Problem to work on » Rewrite all of the material below with every "suv" swapped for "SUV", leaving everything else unchanged.

[Records from a dataset]
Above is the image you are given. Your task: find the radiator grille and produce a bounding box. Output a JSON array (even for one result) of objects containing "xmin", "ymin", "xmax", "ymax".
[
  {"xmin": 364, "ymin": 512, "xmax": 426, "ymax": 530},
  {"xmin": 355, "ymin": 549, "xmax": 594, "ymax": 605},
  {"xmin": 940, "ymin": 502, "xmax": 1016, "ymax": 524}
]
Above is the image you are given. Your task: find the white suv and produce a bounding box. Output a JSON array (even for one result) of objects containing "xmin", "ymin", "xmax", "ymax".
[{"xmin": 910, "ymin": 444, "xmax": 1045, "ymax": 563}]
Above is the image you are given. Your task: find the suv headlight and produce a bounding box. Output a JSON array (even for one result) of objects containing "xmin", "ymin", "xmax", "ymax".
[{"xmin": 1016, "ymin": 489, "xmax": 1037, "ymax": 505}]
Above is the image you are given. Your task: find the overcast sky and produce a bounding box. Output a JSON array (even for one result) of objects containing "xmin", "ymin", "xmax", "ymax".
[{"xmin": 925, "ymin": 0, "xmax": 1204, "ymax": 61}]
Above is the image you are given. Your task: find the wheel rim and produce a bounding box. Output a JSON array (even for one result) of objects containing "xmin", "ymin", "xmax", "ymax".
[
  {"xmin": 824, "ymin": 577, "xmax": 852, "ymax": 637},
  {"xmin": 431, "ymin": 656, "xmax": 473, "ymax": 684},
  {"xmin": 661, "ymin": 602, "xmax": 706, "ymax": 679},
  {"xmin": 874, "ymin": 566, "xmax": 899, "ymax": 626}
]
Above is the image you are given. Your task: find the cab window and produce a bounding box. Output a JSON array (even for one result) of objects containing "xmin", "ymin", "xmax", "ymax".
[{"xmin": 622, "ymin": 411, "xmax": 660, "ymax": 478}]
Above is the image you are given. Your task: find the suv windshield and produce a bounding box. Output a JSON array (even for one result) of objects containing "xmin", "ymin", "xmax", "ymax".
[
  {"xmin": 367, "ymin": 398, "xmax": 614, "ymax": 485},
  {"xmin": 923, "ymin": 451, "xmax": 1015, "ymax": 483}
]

Correct response »
Above is the image you are given. Your task: find the radiator grille and produce a bounding box. Output a JSON array (even for one result) of objects containing "xmin", "ymin", "xmax", "ymax".
[
  {"xmin": 364, "ymin": 512, "xmax": 426, "ymax": 530},
  {"xmin": 355, "ymin": 549, "xmax": 594, "ymax": 605},
  {"xmin": 940, "ymin": 502, "xmax": 1016, "ymax": 524}
]
Above is the image you are given. Your task: find the white SUV and produce a bounding box. Output a JSON array (even for one result) of objects containing "xmin", "ymin", "xmax", "ymax".
[{"xmin": 910, "ymin": 444, "xmax": 1045, "ymax": 563}]
Above is the image you are given. Your task: find the SUV headlight and produce a bounding box. Output a JSON array (even for one result) of objects containing "xmin", "ymin", "xmax", "ymax".
[{"xmin": 1016, "ymin": 489, "xmax": 1037, "ymax": 505}]
Above is the image you are given. Your task: find the overcast sky and produce a bounding box. Output a JSON array (even for one result) of objects containing "xmin", "ymin", "xmax", "ymax".
[{"xmin": 925, "ymin": 0, "xmax": 1204, "ymax": 61}]
Above is the image you are given. Your task: find the wheel rim and produce a bounding box. Output a JSON array (even for one result) of objects containing "xmin", "ymin", "xmax", "ymax".
[
  {"xmin": 824, "ymin": 577, "xmax": 852, "ymax": 637},
  {"xmin": 431, "ymin": 656, "xmax": 473, "ymax": 684},
  {"xmin": 661, "ymin": 602, "xmax": 706, "ymax": 679},
  {"xmin": 874, "ymin": 566, "xmax": 899, "ymax": 626}
]
Above is the image you are given. Your task: find the cab window and produce a bounding box. Output a JSON array (even for one result) of objects containing "xmin", "ymin", "xmax", "ymax".
[{"xmin": 622, "ymin": 411, "xmax": 660, "ymax": 478}]
Above is the image you are given. Your task: find the SUV windshield and produce a bounding box. Output a JSON array (even for one result) of objects containing "xmin", "ymin", "xmax", "ymax".
[
  {"xmin": 367, "ymin": 398, "xmax": 614, "ymax": 485},
  {"xmin": 923, "ymin": 451, "xmax": 1015, "ymax": 483}
]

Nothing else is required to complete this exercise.